» Material provided
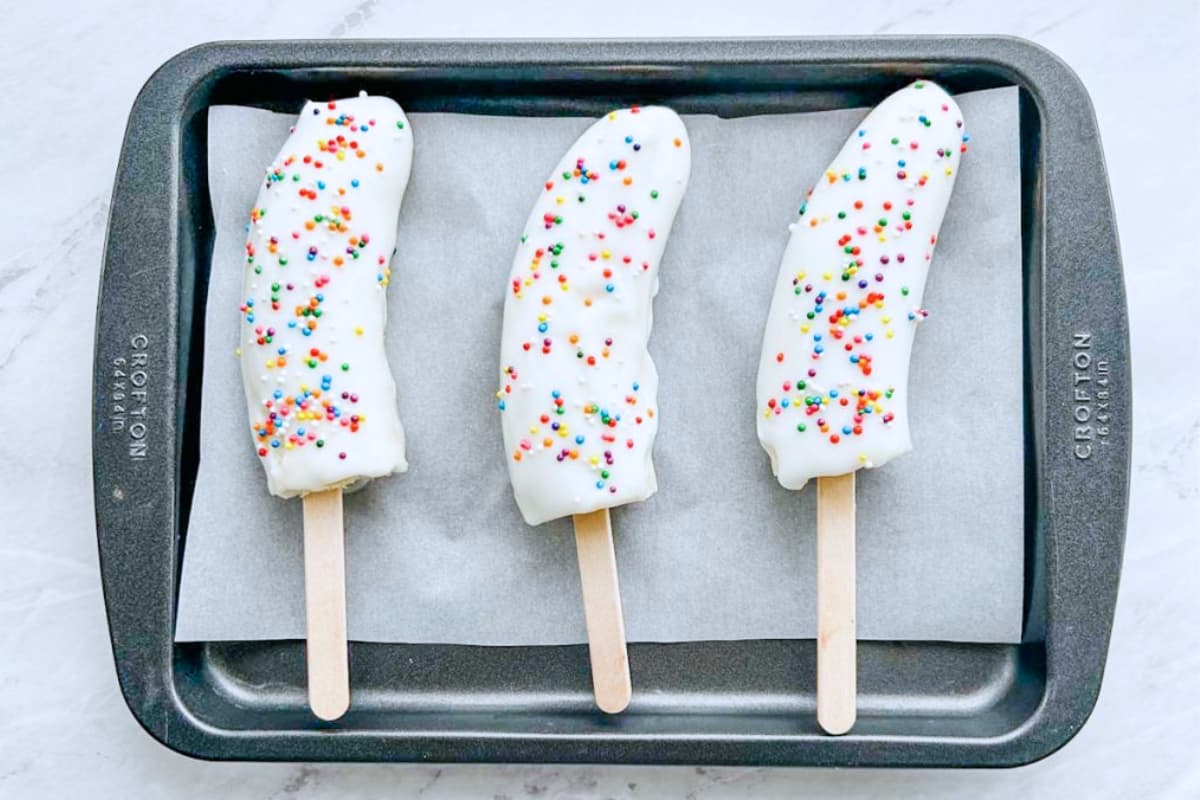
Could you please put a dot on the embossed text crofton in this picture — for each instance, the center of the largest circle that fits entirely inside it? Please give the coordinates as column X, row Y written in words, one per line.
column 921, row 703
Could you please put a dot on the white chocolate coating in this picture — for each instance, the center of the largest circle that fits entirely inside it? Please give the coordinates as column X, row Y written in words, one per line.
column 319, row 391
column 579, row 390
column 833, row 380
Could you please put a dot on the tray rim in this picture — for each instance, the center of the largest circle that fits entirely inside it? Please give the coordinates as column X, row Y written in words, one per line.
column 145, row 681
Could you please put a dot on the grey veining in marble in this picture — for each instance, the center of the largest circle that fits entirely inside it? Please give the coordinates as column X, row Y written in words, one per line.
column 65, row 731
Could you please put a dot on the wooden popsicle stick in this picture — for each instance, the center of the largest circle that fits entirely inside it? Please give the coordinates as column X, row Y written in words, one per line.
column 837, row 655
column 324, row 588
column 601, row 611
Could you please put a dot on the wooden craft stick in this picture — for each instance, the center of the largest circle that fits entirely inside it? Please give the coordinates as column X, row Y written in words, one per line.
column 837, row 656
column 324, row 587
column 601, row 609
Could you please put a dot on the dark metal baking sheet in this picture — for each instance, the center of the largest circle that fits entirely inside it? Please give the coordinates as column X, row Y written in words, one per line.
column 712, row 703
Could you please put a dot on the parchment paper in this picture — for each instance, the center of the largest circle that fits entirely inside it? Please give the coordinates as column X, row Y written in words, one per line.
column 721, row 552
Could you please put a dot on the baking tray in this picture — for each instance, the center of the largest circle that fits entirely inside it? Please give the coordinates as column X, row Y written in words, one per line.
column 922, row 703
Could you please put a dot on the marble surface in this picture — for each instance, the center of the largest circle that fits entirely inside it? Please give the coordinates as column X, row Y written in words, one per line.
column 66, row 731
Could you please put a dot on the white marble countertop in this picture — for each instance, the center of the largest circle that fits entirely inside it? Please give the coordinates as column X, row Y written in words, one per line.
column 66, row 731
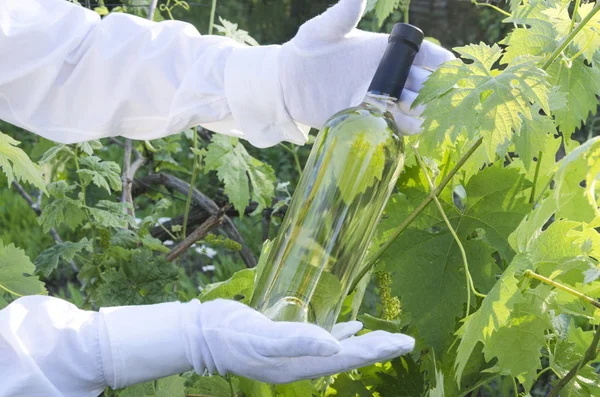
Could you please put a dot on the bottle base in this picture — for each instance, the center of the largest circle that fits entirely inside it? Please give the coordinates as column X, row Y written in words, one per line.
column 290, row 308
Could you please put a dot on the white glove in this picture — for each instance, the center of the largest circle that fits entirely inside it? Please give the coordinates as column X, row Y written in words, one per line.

» Activity
Write out the data above exactly, minus any images.

» Response box
Could you please put a dot on the embossed text crofton in this picture — for each instance, the center of the largest circle that fits entirely inside it? Please give the coordinates as column X, row Y written in words, one per line.
column 921, row 703
Could you please put a dot on the white chocolate coating in this picture — for each instance, the center of the largest circle that fits entirely inside it? Please give the coordinates as column X, row Y written in words, one per line.
column 319, row 391
column 579, row 390
column 833, row 380
Could you please put a dot on the tray rim in this picture — for each instance, the center of the largest circle that fits entirely inside it? Please give the coordinates as column X, row Y written in words, one per line.
column 145, row 681
Could you please put a dot on the grey veining in marble in this picture — for each instance, the center of the largest circle that fits entirely inside it? Please give the coordinates as column X, row Y written in words, one per line.
column 65, row 731
Could you please put a dot on the wooden popsicle stick in this picture — for each instance, the center of the largest circle that fits entirely inside it? Please give the coordinates as column X, row Y written in words, one per line.
column 837, row 655
column 324, row 588
column 601, row 611
Could you please put a dot on the wooden craft stick in this picture — for each instance, the center of the largest circle that fits entirely inside it? Please give the coordinates as column X, row Y written in words, one per line.
column 837, row 656
column 324, row 587
column 601, row 609
Could you please put a dot on the dark metal baking sheet in this picture — for each instance, the center of the largest circle that fits entirely inside it? Please give the coordinates as column X, row Y written in words, one per line.
column 712, row 703
Could you please put a dot on the parchment paper in this picture — for each instance, the center of the largest circle that fits entirely inside it? Please give the coordinates as column X, row Y written in words, one per line.
column 721, row 552
Could you please put a dot on the baking tray in this picture — for each instance, the center of the largest circle that fits entirely inside it? Please give the coordinates as column X, row Y written in words, one per line.
column 922, row 703
Could you please put a dot on the marble surface in this picture — for each instance, the center of the largest circle that fits entirely inside it? Please give the coordinates as column X, row Y written in words, one per line.
column 66, row 731
Could you please put a dot on the white marble countertop in this picture — for each instance, the center of the largest circle that fits entirely inside it? Please give the coordinates as column X, row Y written in words, one per line.
column 66, row 731
Could you please put a dot on the bottle base in this picture — for each instance, the center of the largest circle that fits entirely inside it? Please give the coordinates as column X, row Y written in words, one per line.
column 290, row 308
Could you please put a dot on the white glove in this picture — for each instance, the center of the largest circle that fits entirely inside it? Please give the coordinates as column X, row Y written in words, one per line.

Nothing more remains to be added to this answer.